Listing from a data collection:
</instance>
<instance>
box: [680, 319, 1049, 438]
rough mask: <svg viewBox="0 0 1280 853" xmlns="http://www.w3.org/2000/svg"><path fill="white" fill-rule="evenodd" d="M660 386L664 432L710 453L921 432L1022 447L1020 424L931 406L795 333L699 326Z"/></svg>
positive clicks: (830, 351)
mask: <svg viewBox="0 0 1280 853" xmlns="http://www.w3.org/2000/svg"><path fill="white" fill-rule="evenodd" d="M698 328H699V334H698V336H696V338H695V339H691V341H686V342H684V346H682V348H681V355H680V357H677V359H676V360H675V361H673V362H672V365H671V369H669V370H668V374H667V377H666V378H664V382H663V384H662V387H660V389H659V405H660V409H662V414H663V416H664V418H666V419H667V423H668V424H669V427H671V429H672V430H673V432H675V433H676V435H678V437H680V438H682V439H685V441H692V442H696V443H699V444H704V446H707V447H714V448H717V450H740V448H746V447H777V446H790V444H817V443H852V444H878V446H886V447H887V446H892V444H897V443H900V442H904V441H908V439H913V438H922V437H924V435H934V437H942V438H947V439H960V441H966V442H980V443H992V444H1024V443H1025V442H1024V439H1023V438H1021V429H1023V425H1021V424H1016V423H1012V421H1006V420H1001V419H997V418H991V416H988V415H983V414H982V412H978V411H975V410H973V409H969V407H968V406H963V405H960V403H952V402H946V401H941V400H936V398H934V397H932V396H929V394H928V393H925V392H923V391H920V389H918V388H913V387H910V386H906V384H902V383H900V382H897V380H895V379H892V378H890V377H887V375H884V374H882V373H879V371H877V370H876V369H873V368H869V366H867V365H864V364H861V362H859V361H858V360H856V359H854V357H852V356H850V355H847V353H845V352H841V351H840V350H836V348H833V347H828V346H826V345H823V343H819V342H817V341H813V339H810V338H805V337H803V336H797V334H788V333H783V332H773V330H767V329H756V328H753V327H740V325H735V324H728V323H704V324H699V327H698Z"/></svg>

• **What is required**: Rewrite the listing above, replacing "rough mask" with "coarse mask" and leaving everything else unchanged.

• **Output for this task**:
</instance>
<instance>
box: [680, 319, 1049, 438]
coarse mask: <svg viewBox="0 0 1280 853" xmlns="http://www.w3.org/2000/svg"><path fill="white" fill-rule="evenodd" d="M660 386L664 432L710 453L921 432L1022 447L1020 424L931 406L795 333L699 326Z"/></svg>
positive clicks: (830, 351)
mask: <svg viewBox="0 0 1280 853" xmlns="http://www.w3.org/2000/svg"><path fill="white" fill-rule="evenodd" d="M698 328H699V334H698V336H696V338H695V339H691V341H686V342H684V346H682V348H681V355H680V357H677V359H676V360H675V361H673V362H672V365H671V369H669V370H668V374H667V377H666V378H664V382H663V384H662V387H660V389H659V405H660V409H662V414H663V416H664V418H666V419H667V423H668V424H669V427H671V429H672V430H673V432H675V433H676V435H678V437H680V438H682V439H685V441H692V442H696V443H699V444H704V446H707V447H714V448H717V450H740V448H746V447H777V446H790V444H817V443H852V444H878V446H886V447H887V446H892V444H897V443H900V442H904V441H908V439H913V438H922V437H924V435H934V437H942V438H947V439H960V441H966V442H980V443H992V444H1024V443H1025V442H1024V439H1023V438H1021V429H1023V425H1021V424H1016V423H1012V421H1006V420H1001V419H997V418H991V416H988V415H983V414H982V412H978V411H975V410H973V409H969V407H968V406H963V405H960V403H952V402H946V401H941V400H936V398H934V397H932V396H929V394H928V393H925V392H923V391H920V389H918V388H913V387H910V386H906V384H902V383H900V382H897V380H895V379H892V378H890V377H887V375H884V374H882V373H879V371H877V370H876V369H873V368H869V366H867V365H864V364H861V362H859V361H858V360H856V359H854V357H852V356H850V355H847V353H845V352H841V351H840V350H836V348H833V347H828V346H826V345H823V343H819V342H817V341H813V339H810V338H805V337H803V336H797V334H788V333H783V332H773V330H767V329H756V328H753V327H740V325H735V324H728V323H704V324H699V327H698Z"/></svg>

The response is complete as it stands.